Task input:

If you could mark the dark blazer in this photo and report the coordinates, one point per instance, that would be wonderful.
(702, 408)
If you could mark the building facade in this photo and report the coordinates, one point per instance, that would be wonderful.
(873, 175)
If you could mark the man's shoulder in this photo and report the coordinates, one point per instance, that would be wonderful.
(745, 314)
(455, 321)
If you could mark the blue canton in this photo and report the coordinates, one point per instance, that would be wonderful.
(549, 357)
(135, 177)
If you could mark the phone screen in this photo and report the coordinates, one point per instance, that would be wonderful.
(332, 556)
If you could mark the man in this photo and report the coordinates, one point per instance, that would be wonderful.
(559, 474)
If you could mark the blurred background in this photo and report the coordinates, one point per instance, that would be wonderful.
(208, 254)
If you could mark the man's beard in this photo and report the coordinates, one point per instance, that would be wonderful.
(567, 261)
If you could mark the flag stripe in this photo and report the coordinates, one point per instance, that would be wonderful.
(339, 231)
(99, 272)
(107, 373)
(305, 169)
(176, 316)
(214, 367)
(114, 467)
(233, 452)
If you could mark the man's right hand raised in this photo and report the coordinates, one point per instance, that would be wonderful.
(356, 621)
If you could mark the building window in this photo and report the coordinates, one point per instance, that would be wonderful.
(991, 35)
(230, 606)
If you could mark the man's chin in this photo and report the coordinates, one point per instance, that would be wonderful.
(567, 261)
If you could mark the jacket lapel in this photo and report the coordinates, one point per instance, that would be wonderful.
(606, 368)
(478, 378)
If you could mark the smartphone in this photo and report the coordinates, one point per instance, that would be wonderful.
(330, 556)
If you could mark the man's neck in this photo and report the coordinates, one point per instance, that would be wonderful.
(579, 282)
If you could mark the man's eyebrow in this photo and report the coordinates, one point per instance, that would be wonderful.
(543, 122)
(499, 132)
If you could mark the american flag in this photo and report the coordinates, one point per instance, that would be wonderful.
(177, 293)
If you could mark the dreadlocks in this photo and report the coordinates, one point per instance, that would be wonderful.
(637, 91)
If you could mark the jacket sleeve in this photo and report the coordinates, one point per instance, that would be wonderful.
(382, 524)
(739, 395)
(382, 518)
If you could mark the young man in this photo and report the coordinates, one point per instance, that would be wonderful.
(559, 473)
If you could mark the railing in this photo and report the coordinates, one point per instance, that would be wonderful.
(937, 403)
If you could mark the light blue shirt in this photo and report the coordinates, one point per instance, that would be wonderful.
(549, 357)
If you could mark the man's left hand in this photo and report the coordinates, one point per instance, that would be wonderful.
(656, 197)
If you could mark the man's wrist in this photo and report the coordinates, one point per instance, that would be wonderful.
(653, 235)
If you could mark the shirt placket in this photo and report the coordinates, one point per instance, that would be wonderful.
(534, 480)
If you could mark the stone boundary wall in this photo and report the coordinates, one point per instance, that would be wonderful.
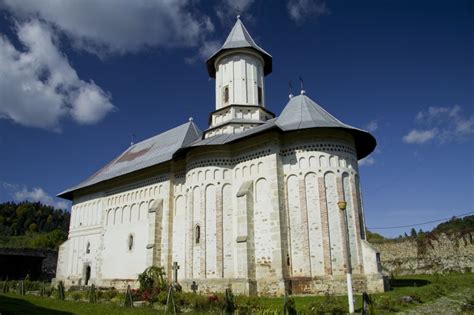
(433, 254)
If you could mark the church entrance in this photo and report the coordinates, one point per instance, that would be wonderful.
(87, 274)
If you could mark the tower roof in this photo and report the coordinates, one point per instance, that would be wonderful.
(301, 112)
(239, 37)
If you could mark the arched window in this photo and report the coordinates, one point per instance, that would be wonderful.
(197, 233)
(225, 94)
(130, 242)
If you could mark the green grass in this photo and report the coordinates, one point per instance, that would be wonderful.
(16, 304)
(424, 288)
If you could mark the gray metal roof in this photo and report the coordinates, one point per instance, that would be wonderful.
(300, 113)
(239, 37)
(152, 151)
(237, 121)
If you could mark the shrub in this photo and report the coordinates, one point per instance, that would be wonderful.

What you have to do: Images are to be left out when the records above are written out again exactly.

Task result:
If you could mark the dark blazer in this photo and report the coordinates, one point per instance, that would be wonderful.
(702, 408)
If you could mark the building facade in this photo and report the coordinates, one point per instance, that would be wonderful.
(873, 175)
If you could mark the man's shoulder in this photo and report the coordinates, one point per instance, that would be wonderful.
(745, 314)
(455, 321)
If you could mark the blue canton in this photo and report the coordinates, one point per instance, that would be wonderful.
(549, 357)
(135, 177)
If you could mark the phone screen in this photo and report the coordinates, one point per instance, that would be wonderful.
(332, 556)
If you could mark the man in this photo and report the coordinates, one point per instance, that would be wonderful.
(559, 474)
If you could mark the blurred background in this photo and report the coordinates, one point per instance, that would be wonderful.
(208, 254)
If you could mark the man's beard in this photo and report the coordinates, one point per instance, that would be wonderful.
(567, 261)
If you could mark the flag stripe in this photo and report the coordinates, one point per instance, that would be wonderful.
(339, 231)
(99, 272)
(107, 373)
(305, 169)
(176, 316)
(214, 367)
(114, 467)
(233, 452)
If you could mark the man's right hand raised in this photo and report the coordinates, one point per instance, that would be wonderful.
(356, 621)
If you could mark the building window in this photo and report the coordinates, one point per instance, that would be wonderful.
(991, 35)
(230, 606)
If you could mark the man's chin in this photo and report the coordinates, one point per instance, that would be wonderful.
(567, 261)
If you could mark the jacket lapel in this photo and report the coordinates, one point per instance, that would be wonderful.
(606, 368)
(478, 378)
If you could mark the smartphone in this photo and report the coordinates, one point per instance, that would be wonderful.
(330, 556)
If you could mark the man's neck in this photo and report the coordinates, one point per instance, that would be wonderful.
(579, 282)
If you could mark the man's eyebrow in this photo and report the coordinates, one point per instance, that would be wonderful.
(543, 122)
(499, 132)
If you could mark the american flag in this photo and report the coordinates, one point per instance, that would be wonderful.
(177, 293)
If you could mark the dreadlocks in this photo and report the coordinates, one point per instance, that would be wonderful.
(637, 91)
If you could mark the jacket sleeve in this photo and report the coordinates, one point per instance, that would be wonderful.
(382, 524)
(739, 395)
(382, 518)
If you could mark the young man in this photo and report the coordinates, one point per instance, that would be wonderful.
(559, 473)
If you could mark the railing in this photo and report the coordinates, one point per instance, that would be wonderful.
(937, 403)
If you could mark the light blue shirt in this photo and report the coordinates, one point per instance, that would be wonderful.
(549, 357)
If you could mark the man's left hand in this photo and report the coordinates, one point per instance, that would be wonderful.
(656, 197)
If you could mark the man's wrist in this photo and report the coordinates, one point per instance, that would be wonderful.
(653, 235)
If you could mark the shirt placket in this photo and report the coordinates, one point per instance, that would be wonderful.
(534, 480)
If you could mark the stone boundary wall in this photo and report the coordinates, one point per instance, that would be wonderful.
(433, 254)
If you could mark the church entrance in this photo and report the coordinates, one point per instance, that would be wonderful.
(87, 274)
If you could mark the tower roof in this photo and report the coordinates, one point per instance, that would be wonderful.
(301, 112)
(239, 37)
If you could mark the arched window in this photo and report the coordinates, one point per instance, that would be wonderful.
(197, 233)
(225, 94)
(130, 242)
If you could mark the green grass in this photo and report the coordinates, one point per instance, that would be wonderful.
(16, 304)
(424, 288)
If you could mark the gray metal roof in this photo and report the coordinates, one point per instance, that would be wonderful.
(300, 113)
(239, 37)
(152, 151)
(237, 121)
If you could mark the shrub in this photo and report the coordinates, one point per instance, that would be wonderful.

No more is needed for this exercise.